**WHAT IS EXPECTED:**
The entries below contain a line with "Where can the white neck stripe be seen here?" and a line with "For every instance, mark". Quote exactly those two lines and all lines between them.

#### SUPPLIED ENTRIES

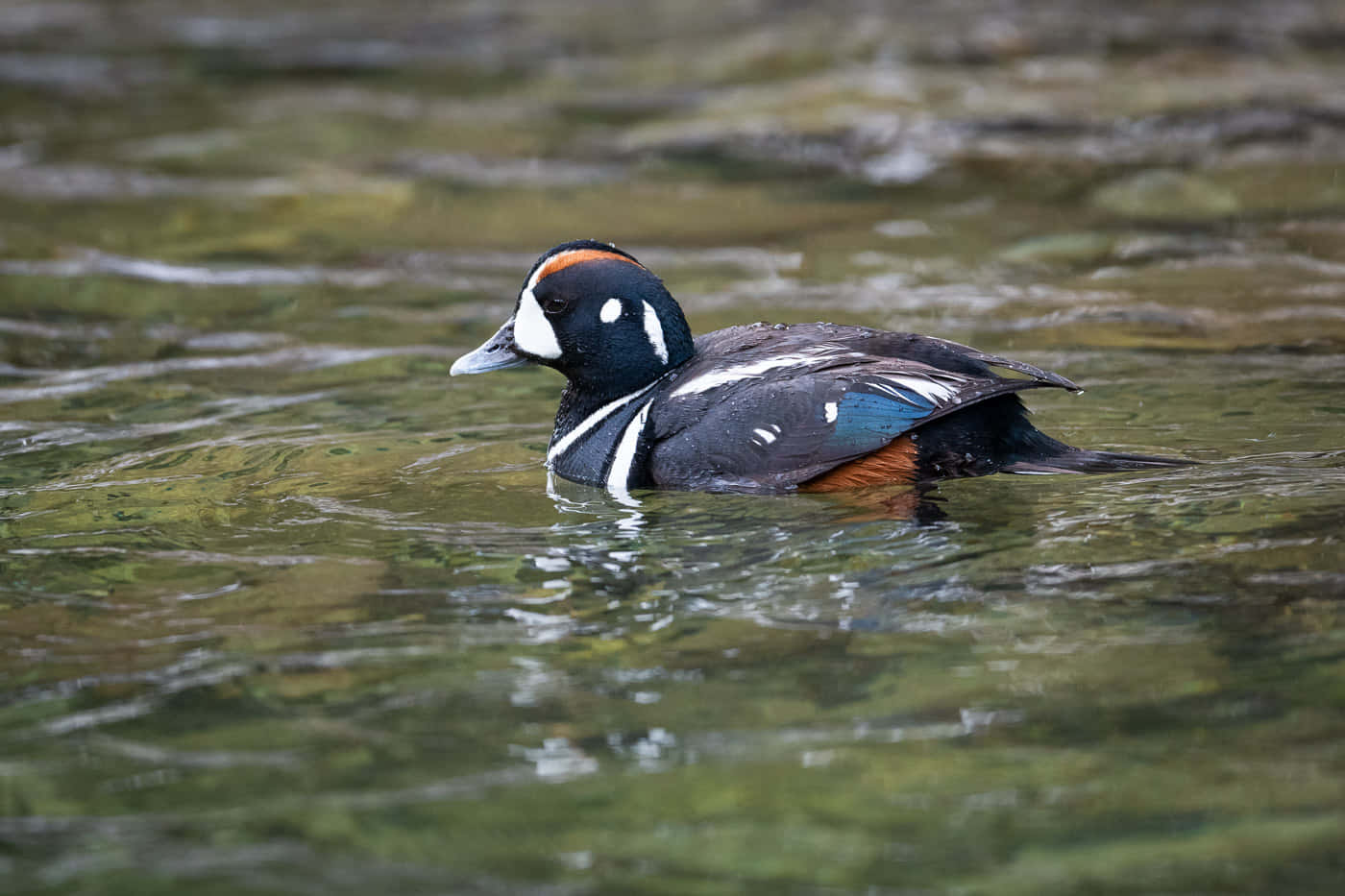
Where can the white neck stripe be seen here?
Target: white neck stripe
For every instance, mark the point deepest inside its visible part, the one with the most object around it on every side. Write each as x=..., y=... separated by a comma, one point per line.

########
#### SUPPLIED ENTRIES

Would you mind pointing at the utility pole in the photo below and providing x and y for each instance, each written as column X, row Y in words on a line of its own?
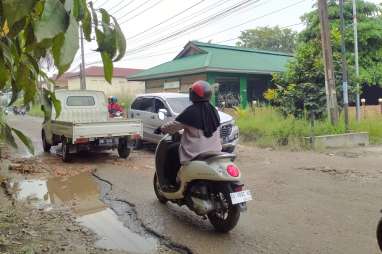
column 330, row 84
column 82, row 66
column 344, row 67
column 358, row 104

########

**SOLUTION:**
Where can the white neck stripe be seen here?
Target: white neck stripe
For every instance, mark the point deepest inside its visible part, the one with the most object around it on every side. Write each as x=..., y=... separated by a comma, one point per line.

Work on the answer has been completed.